**Required tasks**.
1. According to the Vidyaloka College excerpt, on what date was the school established?
2. Reproduce the Vidyaloka College excerpt from "The college provides" to "Province of Sri Lanka.".

**Text excerpt**.
Vidyaloka College is a boys' school in Galle, Sri Lanka. The school was established on 14 January 1941 by philanthropist Henry Woodward Amarasuriya under the patronage of Venerable Weliwitiye Punyasara Thera. It is a national school which accommodates over 2100+ students and provides primary and secondary education to them. The school was re-constructed after it was badly affected by the Indian Ocean tsunami in 2004. Students are divided into four houses according to their admission number. These houses are named after four ancient kings of Sri Lanka.

The college provides education to about 2100+ students from grade 1 to grade 13 and it is regarded as one of the leading boys' schools in the Southern Province of Sri Lanka.

== School boundaries ==
The land named, Kekiri Obada Watta, where the school is located stretches up to the Wackwella road to the east, Vidyaloka Lane to the north, Sri Devamitta Mawatha to the West and Queens Cinema to the south. It is located on flat land of about of 2 acre situated in the middle of Galle.

== Past principals ==
- 1941 - 1944 : E. A. C. Munasinghe
- 1945 - 1964 : B. D. P. de Silva
- 1964 - 1965 : A. Hendravitharana
- 1965 - 1971 : B. K. de Silva
- 1971 - 1977 : Chandradasa de Silva
- 1977 - 1981 : Christy Nanayakkara
- 1981 - 1995 : D. H. Senevirathna
- 1996 - 2004 : M. B. L. de Silva
- 2004 - 2010 : N. G. Gunapala
- 2010 - 2013 : F. Welege
- 2013 – 2026 : Prasanna Senewiraththne

==Sports==
Vidyaloka College is one of the best sports schools in the southern province. Sports at the college include Athletics, Kabaddi, Boxing, Chess, Cricket, Rugby, Soccer, Swimming, Volleyball, Table tennis, Badminton, Gymnastics, Carrom, Hokey and Karate.

===Cricket===
Battle of the Glory of Galle is an annual one day encounter cricket match played between the cricket teams of Vidyaloka College and St. Aloysius' College. The contest commenced in 2019.

**Available data**.
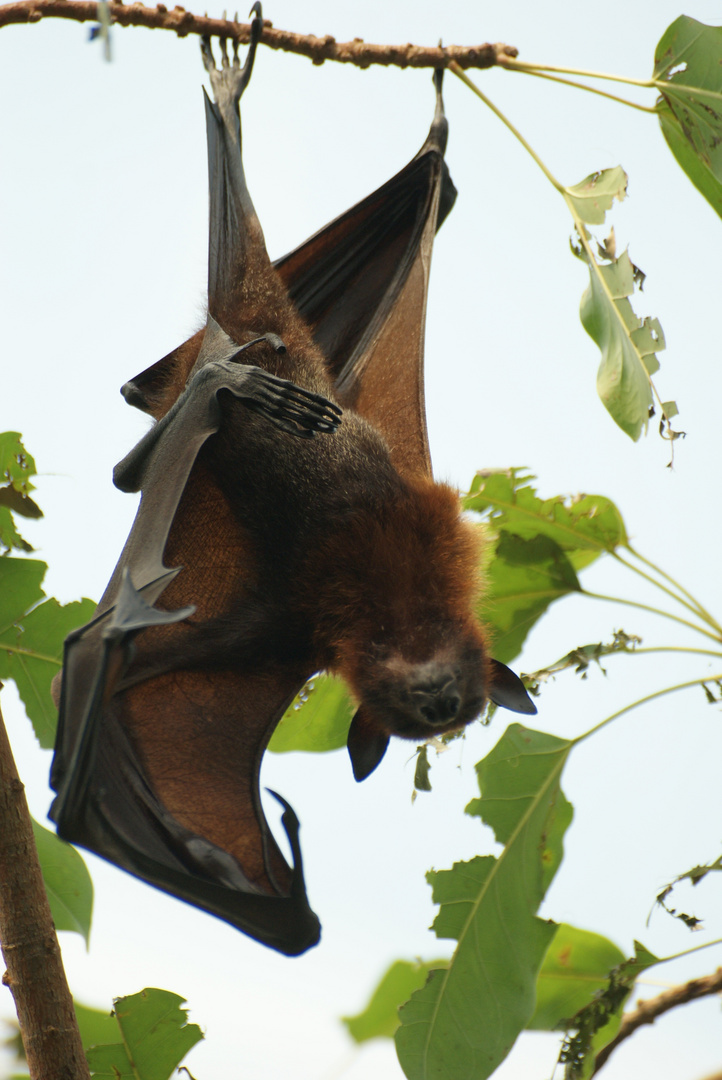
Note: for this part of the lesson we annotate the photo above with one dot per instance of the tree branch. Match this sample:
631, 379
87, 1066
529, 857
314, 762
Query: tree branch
317, 50
29, 945
646, 1012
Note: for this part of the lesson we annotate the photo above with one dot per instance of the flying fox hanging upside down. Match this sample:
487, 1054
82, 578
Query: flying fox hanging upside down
274, 539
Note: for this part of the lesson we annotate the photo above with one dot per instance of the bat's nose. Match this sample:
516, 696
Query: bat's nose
435, 696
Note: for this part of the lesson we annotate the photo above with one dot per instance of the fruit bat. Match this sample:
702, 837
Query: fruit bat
274, 538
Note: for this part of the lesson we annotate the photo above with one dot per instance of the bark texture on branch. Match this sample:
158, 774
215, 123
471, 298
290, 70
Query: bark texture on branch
29, 945
317, 50
646, 1012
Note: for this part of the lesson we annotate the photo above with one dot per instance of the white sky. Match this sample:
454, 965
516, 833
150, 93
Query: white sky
103, 241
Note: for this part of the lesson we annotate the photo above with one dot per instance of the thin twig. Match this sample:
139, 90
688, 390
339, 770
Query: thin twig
318, 50
646, 1012
35, 971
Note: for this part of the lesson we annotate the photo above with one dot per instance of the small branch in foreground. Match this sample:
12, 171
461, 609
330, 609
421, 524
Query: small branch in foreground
29, 945
646, 1012
317, 50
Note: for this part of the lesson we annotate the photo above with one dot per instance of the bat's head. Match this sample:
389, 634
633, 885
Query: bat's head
421, 698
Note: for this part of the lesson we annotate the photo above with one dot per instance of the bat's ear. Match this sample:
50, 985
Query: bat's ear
367, 744
507, 690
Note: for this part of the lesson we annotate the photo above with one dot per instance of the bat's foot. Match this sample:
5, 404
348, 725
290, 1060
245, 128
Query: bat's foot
232, 79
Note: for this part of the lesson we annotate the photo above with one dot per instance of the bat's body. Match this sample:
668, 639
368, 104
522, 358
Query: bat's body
337, 552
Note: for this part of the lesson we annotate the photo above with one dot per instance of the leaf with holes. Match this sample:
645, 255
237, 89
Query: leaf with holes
154, 1034
688, 69
68, 883
466, 1018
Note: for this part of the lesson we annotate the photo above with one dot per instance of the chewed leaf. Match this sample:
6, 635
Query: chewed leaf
584, 525
154, 1037
380, 1017
68, 883
576, 966
596, 193
525, 577
317, 719
627, 343
689, 75
16, 467
465, 1020
31, 635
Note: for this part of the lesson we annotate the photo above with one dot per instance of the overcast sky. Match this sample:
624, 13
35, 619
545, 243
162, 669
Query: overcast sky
103, 267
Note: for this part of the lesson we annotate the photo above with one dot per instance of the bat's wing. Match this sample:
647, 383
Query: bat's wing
158, 770
361, 283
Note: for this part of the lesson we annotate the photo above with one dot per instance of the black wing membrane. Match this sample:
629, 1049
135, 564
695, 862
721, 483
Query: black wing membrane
157, 768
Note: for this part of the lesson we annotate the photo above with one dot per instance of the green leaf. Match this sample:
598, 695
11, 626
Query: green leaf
380, 1017
576, 966
596, 193
68, 883
691, 104
16, 464
584, 525
523, 578
16, 467
627, 343
597, 1023
318, 718
31, 637
465, 1020
155, 1037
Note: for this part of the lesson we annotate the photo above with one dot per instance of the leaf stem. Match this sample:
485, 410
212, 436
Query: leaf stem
694, 608
643, 701
582, 85
704, 613
688, 952
666, 648
30, 652
475, 90
646, 607
516, 65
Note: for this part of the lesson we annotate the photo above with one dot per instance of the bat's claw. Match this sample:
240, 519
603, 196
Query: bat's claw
290, 407
232, 76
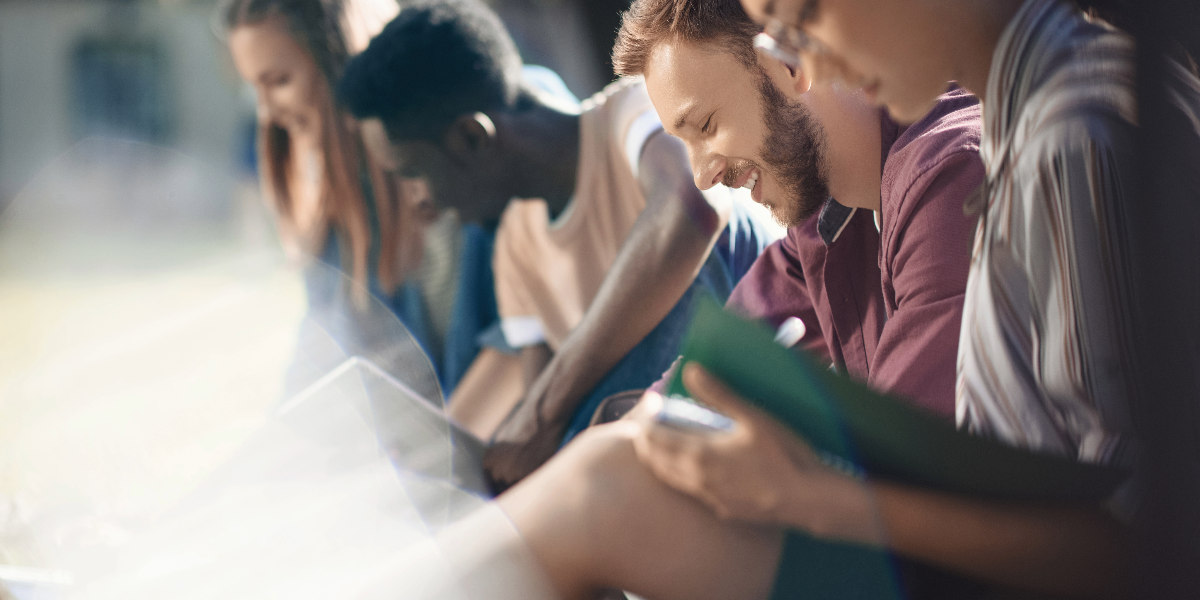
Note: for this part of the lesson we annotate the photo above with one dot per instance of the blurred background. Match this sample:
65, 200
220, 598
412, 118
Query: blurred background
139, 270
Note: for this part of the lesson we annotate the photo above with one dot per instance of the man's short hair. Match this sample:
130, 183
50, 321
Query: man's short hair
436, 61
649, 22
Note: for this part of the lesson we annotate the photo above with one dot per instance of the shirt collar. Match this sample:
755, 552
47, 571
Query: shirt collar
832, 221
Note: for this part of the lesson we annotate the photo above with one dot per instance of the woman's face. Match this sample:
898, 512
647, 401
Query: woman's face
894, 51
286, 78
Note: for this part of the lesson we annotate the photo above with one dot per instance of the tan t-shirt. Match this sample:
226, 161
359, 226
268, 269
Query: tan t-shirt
547, 274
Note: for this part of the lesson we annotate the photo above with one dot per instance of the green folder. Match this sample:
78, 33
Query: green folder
883, 436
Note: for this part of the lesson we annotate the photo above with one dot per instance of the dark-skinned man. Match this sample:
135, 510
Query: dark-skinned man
604, 240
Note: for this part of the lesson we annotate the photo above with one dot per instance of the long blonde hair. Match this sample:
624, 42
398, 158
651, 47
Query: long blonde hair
331, 31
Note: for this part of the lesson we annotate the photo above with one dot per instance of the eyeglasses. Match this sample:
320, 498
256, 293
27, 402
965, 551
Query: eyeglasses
785, 42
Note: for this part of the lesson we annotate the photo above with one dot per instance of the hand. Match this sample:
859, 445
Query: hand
760, 472
523, 442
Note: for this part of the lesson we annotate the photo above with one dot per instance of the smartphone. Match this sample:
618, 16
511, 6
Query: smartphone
685, 414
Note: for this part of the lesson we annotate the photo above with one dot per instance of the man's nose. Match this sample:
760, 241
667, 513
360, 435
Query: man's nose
708, 171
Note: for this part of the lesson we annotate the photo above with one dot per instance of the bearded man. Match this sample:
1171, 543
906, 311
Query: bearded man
875, 261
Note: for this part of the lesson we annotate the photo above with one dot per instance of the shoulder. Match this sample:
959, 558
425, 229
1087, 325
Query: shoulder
940, 153
952, 130
519, 226
624, 113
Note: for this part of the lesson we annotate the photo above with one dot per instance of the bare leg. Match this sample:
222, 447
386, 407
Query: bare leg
595, 519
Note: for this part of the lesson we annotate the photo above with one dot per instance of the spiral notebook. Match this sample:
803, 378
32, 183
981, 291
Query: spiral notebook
883, 436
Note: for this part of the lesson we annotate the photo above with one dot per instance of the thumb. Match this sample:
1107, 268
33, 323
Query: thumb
708, 389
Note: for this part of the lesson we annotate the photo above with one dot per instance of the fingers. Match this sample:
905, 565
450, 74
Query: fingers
703, 387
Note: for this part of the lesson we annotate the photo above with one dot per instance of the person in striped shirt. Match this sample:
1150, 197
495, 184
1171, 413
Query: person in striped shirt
1048, 347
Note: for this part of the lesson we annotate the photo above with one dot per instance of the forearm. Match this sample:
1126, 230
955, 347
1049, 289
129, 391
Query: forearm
659, 261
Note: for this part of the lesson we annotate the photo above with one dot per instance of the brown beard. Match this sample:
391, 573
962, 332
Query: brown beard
795, 151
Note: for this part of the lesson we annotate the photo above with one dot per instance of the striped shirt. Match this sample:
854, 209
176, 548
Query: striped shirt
1044, 358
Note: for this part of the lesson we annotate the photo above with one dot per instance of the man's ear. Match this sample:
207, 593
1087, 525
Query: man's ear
469, 136
791, 81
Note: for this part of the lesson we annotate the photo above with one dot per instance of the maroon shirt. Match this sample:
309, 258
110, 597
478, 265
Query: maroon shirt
886, 305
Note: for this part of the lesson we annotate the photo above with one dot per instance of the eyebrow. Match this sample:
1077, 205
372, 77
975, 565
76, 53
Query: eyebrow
688, 108
808, 11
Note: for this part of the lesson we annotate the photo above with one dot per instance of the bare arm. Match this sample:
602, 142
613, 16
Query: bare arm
763, 473
658, 262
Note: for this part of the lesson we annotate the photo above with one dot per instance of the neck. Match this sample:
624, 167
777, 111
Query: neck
977, 35
853, 145
545, 147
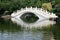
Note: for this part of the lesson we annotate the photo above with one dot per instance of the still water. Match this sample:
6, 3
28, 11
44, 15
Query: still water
13, 32
26, 35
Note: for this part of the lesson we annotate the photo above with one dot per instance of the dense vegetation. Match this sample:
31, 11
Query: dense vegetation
8, 6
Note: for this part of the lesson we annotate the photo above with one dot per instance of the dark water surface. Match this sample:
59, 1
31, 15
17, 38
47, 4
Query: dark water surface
10, 31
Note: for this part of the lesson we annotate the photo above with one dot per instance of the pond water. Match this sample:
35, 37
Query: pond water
26, 35
15, 32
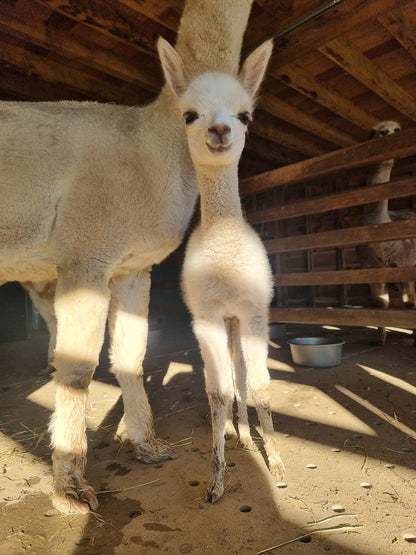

**Solutions to the problems**.
1. 14 January 1941

2.
The college provides education to about 2100+ students from grade 1 to grade 13 and it is regarded as one of the leading boys' schools in the Southern Province of Sri Lanka.